(READING PASSAGE)

(The Center Square) – Traveling through Indiana this Fourth of July holiday will cost less compared to last year’s record prices. However, there are significant differences in the average price of regular unleaded from one end of the state to another.
According to AAA, drivers in Indiana were paying an average of $3.348 a gallon on Monday. That’s down from $3.458 from the week before.
This time last year, it cost, on average, $4.893 a gallon in Indiana. The drop in price means it will cost nearly $25 less ($78.288 to $53.568) to fill up a 16-gallon tank in Indiana.
Despite the significant drop from last year, drivers nationally are still paying more to fill up than they did in recent years, even before the pandemic. The national average on Monday was $3.535. For the week ending July 1, 2019, the average retail price for gas was $2.713, according to the U.S. Energy Information Administration.

(End READING PASSAGE)

REQUIRED WORK:
[A] Transcribe the article on Indiana gas prices from "According to AAA, drivers" up to and including "tank in Indiana.".
[B] Write the next part of the article on Indiana gas prices, picking up after its final sentence.

(DATASET CONTENT)

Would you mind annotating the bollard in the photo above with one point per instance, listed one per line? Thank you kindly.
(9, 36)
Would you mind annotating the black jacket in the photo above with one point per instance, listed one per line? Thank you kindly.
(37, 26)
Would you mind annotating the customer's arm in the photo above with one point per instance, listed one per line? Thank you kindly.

(End DATASET CONTENT)

ACTIVITY ANSWERS:
[A]
According to AAA, drivers in Indiana were paying an average of $3.348 a gallon on Monday. That’s down from $3.458 from the week before.
This time last year, it cost, on average, $4.893 a gallon in Indiana. The drop in price means it will cost nearly $25 less ($78.288 to $53.568) to fill up a 16-gallon tank in Indiana.

[B]
“The previous [national] record average high price for gas on July 4th [before last year] was $4.10 in 2008, while the low was $1.39 in 2001,” AAA spokesperson Andrew Gross said in a statement. “Yet despite currently elevated prices, drivers are not cutting back on travel this summer.”
AAA expects more than 50 million people to travel for the holiday, with more than 86% of those travelers forecasted to do so by car. Indiana, where the state motto is “Crossroads of America,” is often a pass-through state for upper midwesterners traveling south or southerners heading north for the Great Lakes.
While Indiana’s state average price is nearly 19 cents cheaper than the national average, drivers along the Interstate 65 corridor will see a lot of fluctuation based on location.
Scott County, a Southern Indiana county just 30 miles north of Louisville, has the state’s second-lowest average price at $3.098 per gallon. That’s 12% lower than the average price of $3.519 found in Clark County, Scott County’s southern neighbor.
At the other end of the state and I-65, Lake County has the highest prices, with an average of $3.733 per gallon.
Indiana finds itself in the middle among its neighboring states price-wise. Kentucky drivers are paying $3.254 per gallon, and Ohioans have an average price of $3.291.
The gas price is nearly 20 cents per gallon more expensive in Michigan ($3.534) than in Indiana and nearly 55 cents more in Illinois ($3.897).